**Brief:**
List every line of the records that contains the word "green", copying each such line in full.

**Stored records:**
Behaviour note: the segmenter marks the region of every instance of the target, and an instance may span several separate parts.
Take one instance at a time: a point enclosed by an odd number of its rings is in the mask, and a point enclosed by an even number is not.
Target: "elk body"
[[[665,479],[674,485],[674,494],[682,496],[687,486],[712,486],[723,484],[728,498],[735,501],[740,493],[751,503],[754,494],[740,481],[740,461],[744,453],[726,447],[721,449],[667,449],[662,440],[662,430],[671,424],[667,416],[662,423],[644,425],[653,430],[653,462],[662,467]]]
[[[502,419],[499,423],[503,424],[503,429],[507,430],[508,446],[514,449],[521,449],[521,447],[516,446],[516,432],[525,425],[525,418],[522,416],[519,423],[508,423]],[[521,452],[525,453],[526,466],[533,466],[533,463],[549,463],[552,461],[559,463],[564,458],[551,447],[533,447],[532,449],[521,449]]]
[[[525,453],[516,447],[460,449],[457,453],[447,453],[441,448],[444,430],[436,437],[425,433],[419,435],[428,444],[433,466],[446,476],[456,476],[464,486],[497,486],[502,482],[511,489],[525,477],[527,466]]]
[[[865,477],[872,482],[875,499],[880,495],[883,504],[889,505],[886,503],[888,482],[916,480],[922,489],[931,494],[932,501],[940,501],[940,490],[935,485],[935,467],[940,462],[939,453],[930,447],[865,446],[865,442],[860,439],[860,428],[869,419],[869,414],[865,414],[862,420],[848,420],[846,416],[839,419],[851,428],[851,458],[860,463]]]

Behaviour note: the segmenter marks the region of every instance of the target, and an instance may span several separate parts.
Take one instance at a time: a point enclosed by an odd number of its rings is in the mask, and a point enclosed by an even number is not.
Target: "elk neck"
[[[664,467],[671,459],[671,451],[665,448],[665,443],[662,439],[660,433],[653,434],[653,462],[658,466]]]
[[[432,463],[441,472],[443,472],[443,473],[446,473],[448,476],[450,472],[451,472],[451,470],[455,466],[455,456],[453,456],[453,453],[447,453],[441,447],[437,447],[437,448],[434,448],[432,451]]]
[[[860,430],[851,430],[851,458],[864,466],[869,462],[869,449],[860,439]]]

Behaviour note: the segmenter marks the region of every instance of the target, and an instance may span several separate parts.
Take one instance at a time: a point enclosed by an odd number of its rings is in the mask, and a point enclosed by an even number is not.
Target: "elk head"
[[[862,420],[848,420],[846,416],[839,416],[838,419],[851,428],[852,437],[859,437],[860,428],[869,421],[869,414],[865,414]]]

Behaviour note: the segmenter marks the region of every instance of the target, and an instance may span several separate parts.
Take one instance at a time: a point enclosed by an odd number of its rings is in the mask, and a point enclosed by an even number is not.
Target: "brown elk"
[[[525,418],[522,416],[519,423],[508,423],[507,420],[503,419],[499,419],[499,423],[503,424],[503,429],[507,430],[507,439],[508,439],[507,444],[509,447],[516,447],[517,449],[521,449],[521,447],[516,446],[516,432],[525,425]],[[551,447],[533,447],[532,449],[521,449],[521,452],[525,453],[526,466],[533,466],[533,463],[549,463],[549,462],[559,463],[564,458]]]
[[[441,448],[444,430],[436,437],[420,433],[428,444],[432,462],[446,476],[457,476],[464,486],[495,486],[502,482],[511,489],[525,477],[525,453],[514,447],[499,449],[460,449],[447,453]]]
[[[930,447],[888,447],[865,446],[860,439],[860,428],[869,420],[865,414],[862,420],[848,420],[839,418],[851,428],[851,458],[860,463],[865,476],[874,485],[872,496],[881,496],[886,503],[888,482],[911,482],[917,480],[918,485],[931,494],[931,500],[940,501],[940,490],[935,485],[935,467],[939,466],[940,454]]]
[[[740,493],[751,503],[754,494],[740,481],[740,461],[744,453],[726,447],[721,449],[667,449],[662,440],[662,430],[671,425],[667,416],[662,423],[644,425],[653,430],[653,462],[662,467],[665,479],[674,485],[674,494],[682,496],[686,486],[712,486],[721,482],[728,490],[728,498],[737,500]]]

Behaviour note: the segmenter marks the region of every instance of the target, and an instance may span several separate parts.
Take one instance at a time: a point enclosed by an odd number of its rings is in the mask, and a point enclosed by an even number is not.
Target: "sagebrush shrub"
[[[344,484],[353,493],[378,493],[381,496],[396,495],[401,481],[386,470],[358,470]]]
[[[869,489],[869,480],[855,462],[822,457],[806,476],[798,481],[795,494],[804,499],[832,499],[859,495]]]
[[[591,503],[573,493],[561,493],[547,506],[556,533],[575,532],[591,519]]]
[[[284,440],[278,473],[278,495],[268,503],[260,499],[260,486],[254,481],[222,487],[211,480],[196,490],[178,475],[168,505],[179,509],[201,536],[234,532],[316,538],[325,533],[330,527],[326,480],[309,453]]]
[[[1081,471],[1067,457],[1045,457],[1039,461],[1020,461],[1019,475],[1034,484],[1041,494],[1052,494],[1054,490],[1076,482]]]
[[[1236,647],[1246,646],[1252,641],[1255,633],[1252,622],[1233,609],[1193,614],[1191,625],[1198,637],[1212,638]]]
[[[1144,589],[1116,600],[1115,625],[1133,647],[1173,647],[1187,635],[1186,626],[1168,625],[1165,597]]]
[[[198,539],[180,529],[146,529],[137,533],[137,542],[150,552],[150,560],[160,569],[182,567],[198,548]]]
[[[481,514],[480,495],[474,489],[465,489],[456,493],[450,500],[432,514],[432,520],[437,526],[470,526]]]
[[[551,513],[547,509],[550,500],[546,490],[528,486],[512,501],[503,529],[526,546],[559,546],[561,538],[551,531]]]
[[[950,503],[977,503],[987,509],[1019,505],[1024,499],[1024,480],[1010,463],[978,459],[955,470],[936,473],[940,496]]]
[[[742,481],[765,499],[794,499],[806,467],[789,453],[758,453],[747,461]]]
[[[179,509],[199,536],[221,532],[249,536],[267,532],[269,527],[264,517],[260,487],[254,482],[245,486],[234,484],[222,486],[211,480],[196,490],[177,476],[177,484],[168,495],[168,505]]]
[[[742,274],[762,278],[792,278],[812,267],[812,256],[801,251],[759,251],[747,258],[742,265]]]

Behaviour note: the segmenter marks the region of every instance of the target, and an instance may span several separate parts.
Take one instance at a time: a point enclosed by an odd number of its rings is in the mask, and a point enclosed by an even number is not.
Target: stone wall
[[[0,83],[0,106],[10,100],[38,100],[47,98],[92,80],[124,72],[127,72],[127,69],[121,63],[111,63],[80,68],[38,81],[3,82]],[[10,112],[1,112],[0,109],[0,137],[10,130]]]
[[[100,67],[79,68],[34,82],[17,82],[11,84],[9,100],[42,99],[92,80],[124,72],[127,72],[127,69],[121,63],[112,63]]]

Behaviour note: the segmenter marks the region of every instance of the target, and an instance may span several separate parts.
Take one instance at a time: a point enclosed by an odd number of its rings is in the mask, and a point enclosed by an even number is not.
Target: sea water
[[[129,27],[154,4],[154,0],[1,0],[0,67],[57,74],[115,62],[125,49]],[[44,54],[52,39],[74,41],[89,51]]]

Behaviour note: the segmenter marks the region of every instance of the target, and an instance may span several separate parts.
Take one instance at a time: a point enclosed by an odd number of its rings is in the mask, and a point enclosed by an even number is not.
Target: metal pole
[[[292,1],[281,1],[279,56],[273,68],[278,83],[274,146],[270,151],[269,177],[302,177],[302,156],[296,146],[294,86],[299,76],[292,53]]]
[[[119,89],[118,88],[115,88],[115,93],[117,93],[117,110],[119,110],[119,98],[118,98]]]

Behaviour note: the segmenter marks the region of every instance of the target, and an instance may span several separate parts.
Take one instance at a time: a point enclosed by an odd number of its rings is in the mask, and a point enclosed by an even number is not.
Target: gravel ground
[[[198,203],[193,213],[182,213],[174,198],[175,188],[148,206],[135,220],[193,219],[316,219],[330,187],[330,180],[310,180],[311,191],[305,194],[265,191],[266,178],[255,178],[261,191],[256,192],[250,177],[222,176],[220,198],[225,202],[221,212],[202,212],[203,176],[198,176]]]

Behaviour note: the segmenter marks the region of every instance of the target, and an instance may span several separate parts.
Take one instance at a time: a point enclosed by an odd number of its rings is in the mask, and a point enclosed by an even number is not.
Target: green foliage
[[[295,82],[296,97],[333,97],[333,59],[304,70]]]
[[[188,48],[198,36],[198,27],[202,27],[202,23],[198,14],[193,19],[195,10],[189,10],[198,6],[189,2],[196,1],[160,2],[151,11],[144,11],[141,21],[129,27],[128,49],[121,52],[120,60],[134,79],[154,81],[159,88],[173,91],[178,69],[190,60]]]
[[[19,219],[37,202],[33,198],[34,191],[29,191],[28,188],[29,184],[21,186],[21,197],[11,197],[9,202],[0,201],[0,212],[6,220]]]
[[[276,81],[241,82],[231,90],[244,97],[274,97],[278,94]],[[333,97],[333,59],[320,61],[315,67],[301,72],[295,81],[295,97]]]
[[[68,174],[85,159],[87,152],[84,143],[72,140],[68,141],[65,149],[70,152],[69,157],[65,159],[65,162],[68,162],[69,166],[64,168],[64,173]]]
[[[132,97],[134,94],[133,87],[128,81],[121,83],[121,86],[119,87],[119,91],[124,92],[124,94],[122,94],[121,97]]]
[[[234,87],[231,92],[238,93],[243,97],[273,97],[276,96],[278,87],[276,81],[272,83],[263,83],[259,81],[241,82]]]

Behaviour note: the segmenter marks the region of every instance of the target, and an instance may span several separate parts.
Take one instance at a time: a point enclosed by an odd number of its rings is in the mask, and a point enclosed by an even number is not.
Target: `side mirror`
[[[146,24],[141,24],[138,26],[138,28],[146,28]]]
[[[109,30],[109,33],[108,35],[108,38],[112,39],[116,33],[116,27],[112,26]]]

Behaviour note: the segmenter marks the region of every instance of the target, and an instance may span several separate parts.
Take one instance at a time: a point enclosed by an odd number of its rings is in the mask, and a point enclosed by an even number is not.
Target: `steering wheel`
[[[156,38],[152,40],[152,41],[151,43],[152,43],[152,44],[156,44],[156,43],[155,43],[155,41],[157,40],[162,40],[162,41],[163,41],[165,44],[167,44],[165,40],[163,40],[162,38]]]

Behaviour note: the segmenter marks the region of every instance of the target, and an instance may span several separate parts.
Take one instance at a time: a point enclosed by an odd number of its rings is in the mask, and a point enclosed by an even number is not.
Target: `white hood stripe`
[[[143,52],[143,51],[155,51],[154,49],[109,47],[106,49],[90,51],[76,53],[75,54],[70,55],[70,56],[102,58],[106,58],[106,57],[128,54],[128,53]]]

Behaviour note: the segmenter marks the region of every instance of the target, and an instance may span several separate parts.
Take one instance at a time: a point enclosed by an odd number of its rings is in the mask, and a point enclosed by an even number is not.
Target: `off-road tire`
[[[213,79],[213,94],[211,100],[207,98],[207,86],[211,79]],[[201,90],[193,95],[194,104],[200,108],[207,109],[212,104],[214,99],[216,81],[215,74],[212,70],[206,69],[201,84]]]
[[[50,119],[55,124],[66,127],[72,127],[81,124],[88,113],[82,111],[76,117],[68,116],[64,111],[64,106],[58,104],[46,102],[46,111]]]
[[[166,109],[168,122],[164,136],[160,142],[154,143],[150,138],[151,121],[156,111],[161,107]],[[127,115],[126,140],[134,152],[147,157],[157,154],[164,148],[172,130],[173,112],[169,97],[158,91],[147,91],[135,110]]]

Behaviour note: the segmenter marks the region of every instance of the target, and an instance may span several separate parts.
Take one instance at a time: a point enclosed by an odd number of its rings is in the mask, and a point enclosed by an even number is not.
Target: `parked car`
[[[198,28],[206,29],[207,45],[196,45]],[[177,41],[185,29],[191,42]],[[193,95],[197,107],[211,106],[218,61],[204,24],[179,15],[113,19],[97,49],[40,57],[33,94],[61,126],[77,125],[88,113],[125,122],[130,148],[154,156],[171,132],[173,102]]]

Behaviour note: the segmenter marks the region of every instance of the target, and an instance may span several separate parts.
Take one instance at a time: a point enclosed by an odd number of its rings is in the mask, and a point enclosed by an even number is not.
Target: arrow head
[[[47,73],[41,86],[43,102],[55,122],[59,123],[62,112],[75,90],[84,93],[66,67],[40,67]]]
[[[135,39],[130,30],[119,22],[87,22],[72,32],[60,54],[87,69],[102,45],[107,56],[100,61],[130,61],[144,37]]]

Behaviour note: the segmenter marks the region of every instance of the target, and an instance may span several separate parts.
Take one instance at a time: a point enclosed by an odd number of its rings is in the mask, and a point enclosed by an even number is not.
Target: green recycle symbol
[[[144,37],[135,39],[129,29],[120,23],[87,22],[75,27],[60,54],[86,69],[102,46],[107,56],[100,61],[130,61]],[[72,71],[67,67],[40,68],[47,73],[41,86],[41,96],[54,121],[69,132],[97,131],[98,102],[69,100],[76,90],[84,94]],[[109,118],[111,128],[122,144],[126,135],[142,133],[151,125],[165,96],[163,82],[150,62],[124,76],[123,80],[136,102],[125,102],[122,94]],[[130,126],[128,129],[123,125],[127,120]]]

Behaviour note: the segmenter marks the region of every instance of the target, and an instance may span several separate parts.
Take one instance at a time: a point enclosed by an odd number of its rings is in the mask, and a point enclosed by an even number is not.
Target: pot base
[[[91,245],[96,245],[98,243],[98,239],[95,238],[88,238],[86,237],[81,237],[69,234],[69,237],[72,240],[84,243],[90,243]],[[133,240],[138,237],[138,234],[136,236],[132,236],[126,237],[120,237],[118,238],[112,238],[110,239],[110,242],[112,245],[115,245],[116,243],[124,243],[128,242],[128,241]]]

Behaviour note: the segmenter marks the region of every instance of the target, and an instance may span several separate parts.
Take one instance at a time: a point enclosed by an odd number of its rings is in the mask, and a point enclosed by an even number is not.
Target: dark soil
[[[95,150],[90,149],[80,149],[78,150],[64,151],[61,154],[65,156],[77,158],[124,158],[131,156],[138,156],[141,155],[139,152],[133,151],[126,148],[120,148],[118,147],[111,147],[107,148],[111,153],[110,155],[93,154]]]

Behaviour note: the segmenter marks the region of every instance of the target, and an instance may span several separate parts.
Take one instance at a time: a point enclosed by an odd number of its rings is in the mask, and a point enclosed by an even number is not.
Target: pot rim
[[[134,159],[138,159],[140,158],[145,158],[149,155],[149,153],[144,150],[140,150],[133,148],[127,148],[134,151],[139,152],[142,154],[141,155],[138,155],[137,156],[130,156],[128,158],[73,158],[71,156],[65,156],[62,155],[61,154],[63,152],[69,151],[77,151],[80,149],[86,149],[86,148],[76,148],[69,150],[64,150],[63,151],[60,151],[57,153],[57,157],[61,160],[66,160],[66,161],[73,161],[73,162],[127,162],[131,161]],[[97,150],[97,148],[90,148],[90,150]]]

**Expected answer:**
Target: green foliage
Target: green recycle symbol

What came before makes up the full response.